Starting at the line with "the person carrying" in it, reproduce each line below through the last one, exactly, and include nothing else.

— begin Supplied data —

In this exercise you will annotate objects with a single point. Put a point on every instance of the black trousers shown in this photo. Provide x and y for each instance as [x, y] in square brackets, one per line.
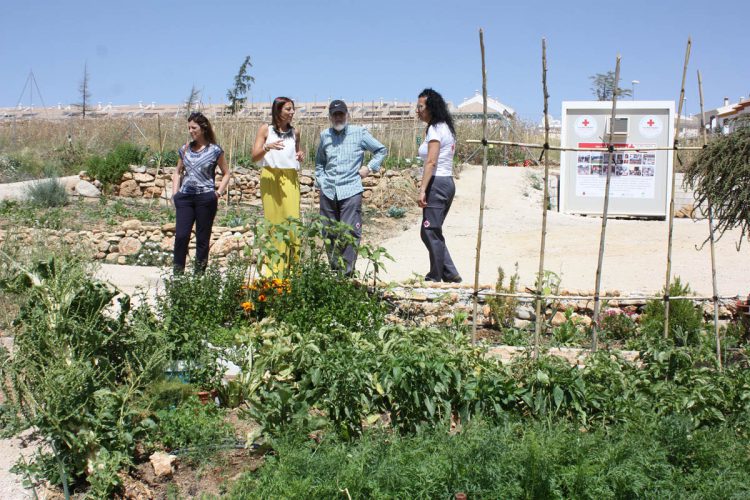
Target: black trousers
[348, 211]
[440, 192]
[198, 209]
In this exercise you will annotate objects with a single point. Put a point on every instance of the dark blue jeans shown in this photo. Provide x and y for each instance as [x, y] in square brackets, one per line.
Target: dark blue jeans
[440, 192]
[198, 209]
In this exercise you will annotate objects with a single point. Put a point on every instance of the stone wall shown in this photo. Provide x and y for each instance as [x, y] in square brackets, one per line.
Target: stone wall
[425, 304]
[436, 304]
[143, 244]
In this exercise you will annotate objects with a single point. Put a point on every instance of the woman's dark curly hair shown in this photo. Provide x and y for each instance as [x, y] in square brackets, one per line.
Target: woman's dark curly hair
[438, 109]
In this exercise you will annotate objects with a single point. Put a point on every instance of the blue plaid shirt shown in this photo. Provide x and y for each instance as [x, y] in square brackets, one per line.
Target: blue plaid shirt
[339, 158]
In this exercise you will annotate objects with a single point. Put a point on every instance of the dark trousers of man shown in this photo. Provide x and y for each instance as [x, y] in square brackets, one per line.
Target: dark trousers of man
[198, 209]
[440, 192]
[348, 211]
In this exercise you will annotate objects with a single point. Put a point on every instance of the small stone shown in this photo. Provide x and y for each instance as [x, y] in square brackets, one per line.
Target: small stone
[525, 313]
[521, 324]
[167, 244]
[132, 225]
[129, 246]
[580, 319]
[130, 189]
[162, 463]
[558, 319]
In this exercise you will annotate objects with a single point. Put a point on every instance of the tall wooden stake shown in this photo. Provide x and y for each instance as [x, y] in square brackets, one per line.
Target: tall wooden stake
[485, 148]
[540, 274]
[668, 278]
[161, 144]
[605, 211]
[715, 298]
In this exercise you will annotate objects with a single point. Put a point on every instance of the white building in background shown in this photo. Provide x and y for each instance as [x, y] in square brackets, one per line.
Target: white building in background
[554, 124]
[722, 118]
[474, 107]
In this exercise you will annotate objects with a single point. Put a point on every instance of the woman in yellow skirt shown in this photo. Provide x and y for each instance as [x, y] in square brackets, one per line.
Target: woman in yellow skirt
[277, 150]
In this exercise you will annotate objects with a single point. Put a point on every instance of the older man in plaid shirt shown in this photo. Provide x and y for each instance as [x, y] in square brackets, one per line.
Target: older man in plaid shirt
[339, 171]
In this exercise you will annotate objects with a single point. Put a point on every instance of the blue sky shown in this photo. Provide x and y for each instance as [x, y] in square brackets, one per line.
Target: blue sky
[154, 51]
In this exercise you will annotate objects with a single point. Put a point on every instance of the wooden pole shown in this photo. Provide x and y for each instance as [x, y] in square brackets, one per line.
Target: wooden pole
[605, 212]
[540, 273]
[485, 147]
[161, 144]
[711, 237]
[668, 278]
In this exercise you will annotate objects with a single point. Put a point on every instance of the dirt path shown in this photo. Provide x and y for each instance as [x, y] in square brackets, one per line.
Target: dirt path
[635, 254]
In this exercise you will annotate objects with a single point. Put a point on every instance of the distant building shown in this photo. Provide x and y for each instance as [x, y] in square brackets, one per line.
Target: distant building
[722, 119]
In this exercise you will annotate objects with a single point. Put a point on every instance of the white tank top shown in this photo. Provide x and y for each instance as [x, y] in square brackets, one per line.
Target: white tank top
[281, 158]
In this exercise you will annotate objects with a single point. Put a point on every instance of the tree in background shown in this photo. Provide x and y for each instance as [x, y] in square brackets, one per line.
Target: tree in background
[603, 84]
[720, 175]
[85, 92]
[242, 80]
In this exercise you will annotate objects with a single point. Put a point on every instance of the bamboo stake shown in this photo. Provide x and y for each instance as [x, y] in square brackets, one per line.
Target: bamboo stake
[161, 144]
[668, 278]
[540, 274]
[711, 237]
[605, 211]
[483, 190]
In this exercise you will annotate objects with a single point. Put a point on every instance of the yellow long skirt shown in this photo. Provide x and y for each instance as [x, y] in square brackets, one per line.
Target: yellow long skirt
[279, 191]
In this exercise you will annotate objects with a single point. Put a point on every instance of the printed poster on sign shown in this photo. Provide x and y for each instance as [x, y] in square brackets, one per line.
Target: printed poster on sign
[631, 172]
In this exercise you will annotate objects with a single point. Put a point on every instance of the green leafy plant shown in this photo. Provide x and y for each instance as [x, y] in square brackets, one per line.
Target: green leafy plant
[503, 309]
[78, 372]
[110, 169]
[192, 307]
[195, 428]
[685, 319]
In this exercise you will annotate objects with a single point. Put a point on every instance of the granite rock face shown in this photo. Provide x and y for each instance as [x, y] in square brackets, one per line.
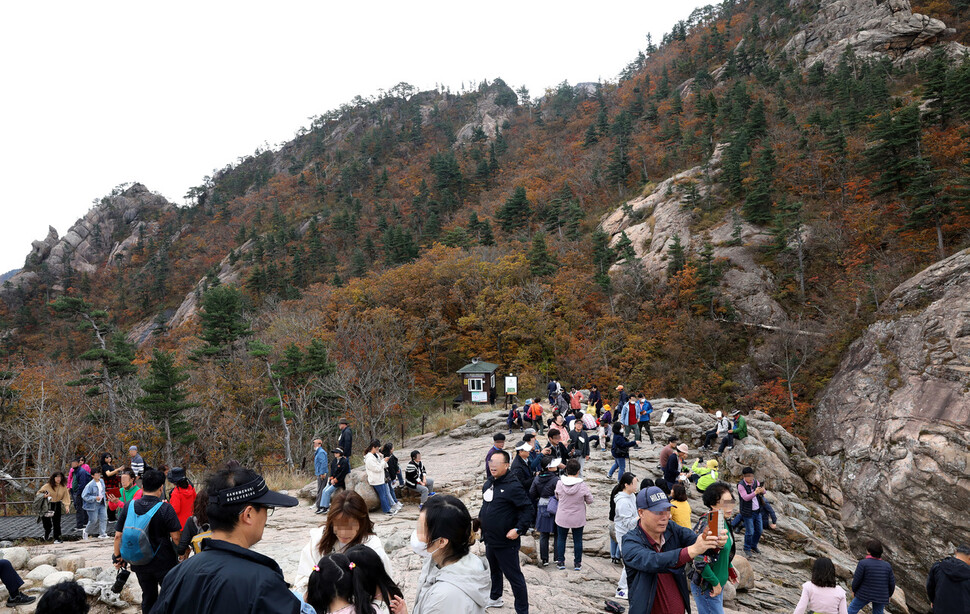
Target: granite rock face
[894, 423]
[873, 28]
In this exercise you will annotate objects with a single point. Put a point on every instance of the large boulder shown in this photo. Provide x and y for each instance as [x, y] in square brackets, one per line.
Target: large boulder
[894, 424]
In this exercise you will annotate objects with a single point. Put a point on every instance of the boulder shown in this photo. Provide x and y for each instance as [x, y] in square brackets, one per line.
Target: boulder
[57, 577]
[41, 559]
[17, 556]
[70, 562]
[895, 418]
[42, 571]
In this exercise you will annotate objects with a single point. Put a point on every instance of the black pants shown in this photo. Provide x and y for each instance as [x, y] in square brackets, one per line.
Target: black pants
[54, 522]
[149, 581]
[505, 561]
[11, 579]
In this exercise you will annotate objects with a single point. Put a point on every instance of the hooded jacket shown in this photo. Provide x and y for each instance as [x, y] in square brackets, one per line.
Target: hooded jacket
[460, 588]
[183, 500]
[226, 579]
[505, 506]
[573, 494]
[948, 586]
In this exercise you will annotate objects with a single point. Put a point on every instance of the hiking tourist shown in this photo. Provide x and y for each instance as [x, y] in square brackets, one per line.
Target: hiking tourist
[339, 469]
[624, 502]
[11, 580]
[416, 478]
[346, 440]
[95, 504]
[321, 468]
[58, 503]
[620, 450]
[822, 594]
[156, 518]
[752, 498]
[227, 577]
[679, 505]
[375, 466]
[183, 495]
[543, 489]
[574, 495]
[348, 524]
[505, 516]
[452, 580]
[713, 569]
[135, 462]
[655, 553]
[948, 583]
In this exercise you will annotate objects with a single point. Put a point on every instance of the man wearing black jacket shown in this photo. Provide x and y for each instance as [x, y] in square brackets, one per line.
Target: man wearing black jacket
[506, 515]
[339, 468]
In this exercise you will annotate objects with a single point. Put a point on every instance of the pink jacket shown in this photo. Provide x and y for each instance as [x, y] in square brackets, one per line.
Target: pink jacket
[573, 495]
[827, 600]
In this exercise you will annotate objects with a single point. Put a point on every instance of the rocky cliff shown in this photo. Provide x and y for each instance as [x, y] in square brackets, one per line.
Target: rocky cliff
[894, 423]
[108, 231]
[872, 28]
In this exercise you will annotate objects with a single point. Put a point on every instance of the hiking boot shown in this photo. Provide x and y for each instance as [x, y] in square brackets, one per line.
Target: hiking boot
[20, 599]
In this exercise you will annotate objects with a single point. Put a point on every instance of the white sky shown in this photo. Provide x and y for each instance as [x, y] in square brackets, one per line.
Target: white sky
[95, 94]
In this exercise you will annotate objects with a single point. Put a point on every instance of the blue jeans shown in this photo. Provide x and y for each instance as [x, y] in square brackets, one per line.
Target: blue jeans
[857, 604]
[705, 603]
[752, 531]
[325, 495]
[561, 533]
[385, 498]
[618, 463]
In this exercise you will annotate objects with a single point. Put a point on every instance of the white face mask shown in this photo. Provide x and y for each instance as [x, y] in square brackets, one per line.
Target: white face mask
[420, 548]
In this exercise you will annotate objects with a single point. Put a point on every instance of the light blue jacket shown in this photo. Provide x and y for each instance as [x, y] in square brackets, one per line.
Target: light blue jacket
[320, 465]
[90, 497]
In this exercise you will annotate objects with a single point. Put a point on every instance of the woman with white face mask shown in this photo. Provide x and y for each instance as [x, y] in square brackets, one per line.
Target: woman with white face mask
[453, 580]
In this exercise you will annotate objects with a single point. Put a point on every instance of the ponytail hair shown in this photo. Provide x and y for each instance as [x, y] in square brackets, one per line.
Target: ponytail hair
[331, 577]
[370, 577]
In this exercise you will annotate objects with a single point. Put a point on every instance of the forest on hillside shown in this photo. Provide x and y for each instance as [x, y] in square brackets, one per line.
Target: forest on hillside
[384, 246]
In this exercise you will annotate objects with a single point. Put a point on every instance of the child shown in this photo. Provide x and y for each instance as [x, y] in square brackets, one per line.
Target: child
[331, 585]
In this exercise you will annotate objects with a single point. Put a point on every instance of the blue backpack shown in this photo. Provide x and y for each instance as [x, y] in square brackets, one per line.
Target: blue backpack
[136, 548]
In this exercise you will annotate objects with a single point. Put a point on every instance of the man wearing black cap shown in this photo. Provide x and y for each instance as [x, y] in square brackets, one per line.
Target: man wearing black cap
[227, 577]
[655, 553]
[163, 529]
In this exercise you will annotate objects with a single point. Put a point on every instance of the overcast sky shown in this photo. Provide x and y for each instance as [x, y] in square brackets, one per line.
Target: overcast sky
[100, 93]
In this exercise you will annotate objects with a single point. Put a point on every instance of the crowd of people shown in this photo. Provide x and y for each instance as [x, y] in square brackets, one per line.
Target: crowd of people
[193, 551]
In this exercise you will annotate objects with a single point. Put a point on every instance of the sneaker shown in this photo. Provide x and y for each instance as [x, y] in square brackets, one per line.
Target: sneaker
[20, 599]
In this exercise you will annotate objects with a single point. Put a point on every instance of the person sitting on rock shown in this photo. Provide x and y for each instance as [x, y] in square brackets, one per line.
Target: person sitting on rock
[873, 581]
[822, 594]
[11, 579]
[348, 524]
[416, 478]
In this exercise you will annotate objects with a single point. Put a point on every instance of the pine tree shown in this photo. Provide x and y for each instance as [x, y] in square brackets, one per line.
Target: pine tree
[165, 400]
[541, 262]
[514, 214]
[677, 258]
[757, 206]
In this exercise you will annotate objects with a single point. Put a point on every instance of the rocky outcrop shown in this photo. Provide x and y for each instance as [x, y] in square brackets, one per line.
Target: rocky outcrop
[894, 423]
[873, 28]
[652, 220]
[108, 231]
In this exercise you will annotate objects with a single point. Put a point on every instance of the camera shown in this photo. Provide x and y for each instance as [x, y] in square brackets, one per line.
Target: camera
[119, 584]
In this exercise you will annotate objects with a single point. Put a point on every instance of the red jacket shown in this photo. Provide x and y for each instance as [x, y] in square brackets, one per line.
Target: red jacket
[183, 500]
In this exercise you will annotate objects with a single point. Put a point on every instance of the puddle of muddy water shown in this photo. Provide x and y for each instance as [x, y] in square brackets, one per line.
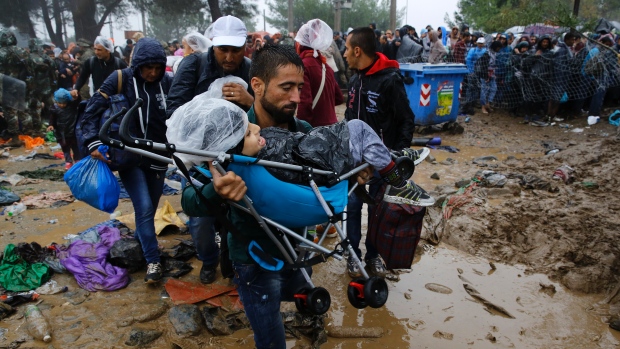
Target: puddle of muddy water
[414, 314]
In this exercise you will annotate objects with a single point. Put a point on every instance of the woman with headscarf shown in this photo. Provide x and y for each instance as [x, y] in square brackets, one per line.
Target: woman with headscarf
[194, 44]
[321, 92]
[438, 51]
[408, 51]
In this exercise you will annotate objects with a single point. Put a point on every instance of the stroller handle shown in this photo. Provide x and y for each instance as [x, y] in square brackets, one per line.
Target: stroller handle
[123, 131]
[103, 132]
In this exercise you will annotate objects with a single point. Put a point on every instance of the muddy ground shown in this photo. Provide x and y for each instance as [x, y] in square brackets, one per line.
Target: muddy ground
[548, 256]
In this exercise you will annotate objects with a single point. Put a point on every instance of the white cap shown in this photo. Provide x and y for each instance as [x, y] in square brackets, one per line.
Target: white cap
[228, 31]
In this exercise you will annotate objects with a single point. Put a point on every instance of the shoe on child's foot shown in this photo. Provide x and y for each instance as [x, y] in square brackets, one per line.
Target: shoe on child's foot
[409, 194]
[417, 155]
[375, 267]
[353, 268]
[154, 273]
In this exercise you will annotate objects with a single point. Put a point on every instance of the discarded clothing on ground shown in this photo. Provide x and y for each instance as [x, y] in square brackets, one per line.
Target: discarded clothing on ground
[533, 182]
[8, 197]
[45, 200]
[18, 275]
[16, 180]
[52, 175]
[88, 262]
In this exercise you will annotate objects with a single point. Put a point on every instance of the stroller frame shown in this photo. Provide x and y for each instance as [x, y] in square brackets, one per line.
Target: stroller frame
[361, 292]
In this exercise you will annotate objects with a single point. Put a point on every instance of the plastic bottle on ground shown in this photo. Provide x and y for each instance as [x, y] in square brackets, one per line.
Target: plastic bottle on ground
[37, 324]
[15, 209]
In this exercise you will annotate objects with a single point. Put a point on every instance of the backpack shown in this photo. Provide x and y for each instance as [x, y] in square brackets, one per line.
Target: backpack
[121, 159]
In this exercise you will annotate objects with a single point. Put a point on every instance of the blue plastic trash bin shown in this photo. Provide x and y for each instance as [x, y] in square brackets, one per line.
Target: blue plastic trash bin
[435, 91]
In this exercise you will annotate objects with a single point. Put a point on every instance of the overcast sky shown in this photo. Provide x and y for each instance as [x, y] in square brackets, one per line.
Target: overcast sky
[419, 15]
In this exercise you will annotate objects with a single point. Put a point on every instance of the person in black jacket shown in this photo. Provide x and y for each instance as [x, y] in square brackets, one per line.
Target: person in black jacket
[63, 116]
[225, 57]
[195, 74]
[100, 66]
[144, 179]
[376, 96]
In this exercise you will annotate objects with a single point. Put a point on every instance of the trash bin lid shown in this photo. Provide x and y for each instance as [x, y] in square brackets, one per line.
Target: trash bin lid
[441, 68]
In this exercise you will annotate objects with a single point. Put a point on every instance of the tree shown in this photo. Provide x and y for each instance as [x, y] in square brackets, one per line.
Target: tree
[85, 23]
[497, 15]
[362, 13]
[172, 20]
[19, 16]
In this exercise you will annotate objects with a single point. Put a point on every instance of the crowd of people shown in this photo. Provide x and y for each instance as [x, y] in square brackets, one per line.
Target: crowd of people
[290, 83]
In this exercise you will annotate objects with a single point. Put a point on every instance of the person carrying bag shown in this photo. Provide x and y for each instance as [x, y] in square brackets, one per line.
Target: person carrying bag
[143, 178]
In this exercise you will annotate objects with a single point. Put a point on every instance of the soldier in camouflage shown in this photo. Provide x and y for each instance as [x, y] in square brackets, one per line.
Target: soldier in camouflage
[41, 87]
[14, 62]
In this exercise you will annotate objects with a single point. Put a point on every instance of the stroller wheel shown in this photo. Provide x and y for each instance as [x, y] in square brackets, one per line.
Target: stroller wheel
[301, 300]
[318, 301]
[375, 292]
[355, 293]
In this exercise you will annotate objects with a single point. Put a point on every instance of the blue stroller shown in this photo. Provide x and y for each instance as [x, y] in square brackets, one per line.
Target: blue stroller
[291, 206]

— end Supplied data —

*Solved exercise:*
In this exercise you will annotate objects with a single point. Put a point on every instance of the person carrying bag shown in this photo. Provide x and y for each instance as [x, y] in square brackets, one per line.
Target: person carrying bag
[143, 178]
In this exercise you will annotate objects with a single point. Put a point on every instance of the soldier in camouflage shown in this photo. Provide x and y for each instance as [x, y] in square brackets, one per line.
Target: soldier in camouflage
[41, 87]
[14, 62]
In this exercise you will annotate objects with a single point. Put a point on every instance of the stroller wheel shown in this photo. Provide x and y for each instance as [x, y] in square brackets, one per line.
Target: stroller wheel
[301, 300]
[318, 301]
[375, 292]
[355, 293]
In this exercise you will annotate objects with a single point. Put a point on every instance of the blue stroller shown in this photo. Provide x and y for each instance as [x, y] in square brackets, one per line.
Target: blue stroller
[291, 206]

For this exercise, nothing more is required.